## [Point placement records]
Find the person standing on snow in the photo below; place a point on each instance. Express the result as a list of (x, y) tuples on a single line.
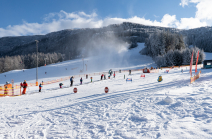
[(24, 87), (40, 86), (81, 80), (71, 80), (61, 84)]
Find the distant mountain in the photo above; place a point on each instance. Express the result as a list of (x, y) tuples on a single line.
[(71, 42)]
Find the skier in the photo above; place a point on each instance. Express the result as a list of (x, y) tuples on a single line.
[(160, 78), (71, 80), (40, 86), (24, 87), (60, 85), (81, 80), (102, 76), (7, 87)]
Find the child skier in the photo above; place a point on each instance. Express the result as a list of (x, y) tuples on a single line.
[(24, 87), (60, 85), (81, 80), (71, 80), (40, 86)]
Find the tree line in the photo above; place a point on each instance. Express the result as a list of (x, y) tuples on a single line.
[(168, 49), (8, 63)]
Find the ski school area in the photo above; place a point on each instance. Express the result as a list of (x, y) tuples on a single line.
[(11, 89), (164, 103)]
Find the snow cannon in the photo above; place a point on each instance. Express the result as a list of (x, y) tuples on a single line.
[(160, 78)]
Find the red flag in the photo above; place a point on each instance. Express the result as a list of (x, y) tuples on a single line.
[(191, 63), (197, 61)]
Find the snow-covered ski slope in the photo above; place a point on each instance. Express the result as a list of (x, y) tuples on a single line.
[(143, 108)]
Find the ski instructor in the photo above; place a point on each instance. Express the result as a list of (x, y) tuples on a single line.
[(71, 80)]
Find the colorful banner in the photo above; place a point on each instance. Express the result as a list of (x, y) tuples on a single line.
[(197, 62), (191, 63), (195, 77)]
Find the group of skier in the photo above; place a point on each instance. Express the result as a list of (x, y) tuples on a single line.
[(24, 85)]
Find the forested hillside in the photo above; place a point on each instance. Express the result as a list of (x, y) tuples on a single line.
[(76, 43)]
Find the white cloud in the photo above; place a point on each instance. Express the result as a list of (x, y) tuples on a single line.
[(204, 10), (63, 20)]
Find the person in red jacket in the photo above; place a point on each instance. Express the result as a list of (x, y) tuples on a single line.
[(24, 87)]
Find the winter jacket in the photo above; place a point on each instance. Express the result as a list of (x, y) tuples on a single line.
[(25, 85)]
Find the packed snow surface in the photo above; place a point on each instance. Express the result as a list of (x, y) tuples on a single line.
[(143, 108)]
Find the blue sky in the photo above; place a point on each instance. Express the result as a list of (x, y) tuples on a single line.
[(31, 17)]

## [REQUIREMENTS]
Omit the pictures, then output the rest of the listing exactly.

## [IN RESPONSE]
Find the person standing on snow in the photo below; place a point on each instance. Express the result as a list of (x, y) tuples on a single line.
[(24, 87), (40, 86), (81, 80), (71, 80), (61, 84)]
Find the distant mountain in the photo above; place a point on each instance. Express the result as a list of (x, y) tuples on a single line.
[(71, 42)]
Find the skier in the photo above; place a point on each instance. Express the result as a list of (x, y) tuples on a single line.
[(160, 78), (71, 80), (40, 86), (24, 87), (60, 85), (81, 80), (102, 76), (7, 87)]
Find the child skier in the photo above; place a point on each instance. Express the result as a list of (x, y) tuples on a single line.
[(24, 87), (60, 85), (81, 80), (71, 80), (40, 86)]
Find the tree line in the photo above; place a point on each instance. Express the result as a list of (x, y) tuples on a single line.
[(168, 49), (8, 63)]
Find the ski school area in the photo above; place a point on each instance. Express the result as a list of (x, y) tuples on a single line.
[(11, 89), (164, 103)]
Find the snow cannon in the photo above; place a point on each instance. Express the result as a list of (x, y) tuples on a single line.
[(160, 78)]
Find the red flag in the photo above; place a point on each instance. Express the result as a list of (x, y) tuples on a single line.
[(191, 63), (197, 61)]
Find the snow-covered ski slope in the photo above; place a point on each instance. Express the result as a list of (x, y) tuples on a single line.
[(143, 108)]
Find the ski instructor in the photo above; place a point on each instance. Express the result as a list of (x, y) tuples on a single line.
[(71, 80)]
Find the colorful banner in the photo above; place a point on each instance. Express the result as a list of (x, y) tuples on a single line.
[(197, 62), (191, 63), (195, 77)]
Find the group of skier in the photo above; place a point on each instance. Express the result as a list of (x, y) tuples on a single line.
[(24, 85)]
Find the forested hillside in the photo above; place a point on each instance. Express the result as a list of (x, y) tuples on a single line.
[(76, 43)]
Find the white cloud in the photo above; place a point on each instance. Express the result as a list of (x, y) tuples on a single line.
[(204, 10), (63, 20)]
Find the person in red jacket in the photo above; place a point on each instance. Express the result as a list of (x, y) tuples on a single line.
[(24, 87)]
Find the winter jacket in the photo above; place a point on each instance. Express the result as a list of (x, y) tuples on a single line.
[(25, 85)]
Find the packed snow surface in the photo above; place a point on each instance. Express the result as a list of (x, y) tuples on a single line.
[(143, 108)]
Find the blue sky in the photo above; place a point on each instance. Express the result as a list of (x, y) tuples on a single line.
[(31, 17)]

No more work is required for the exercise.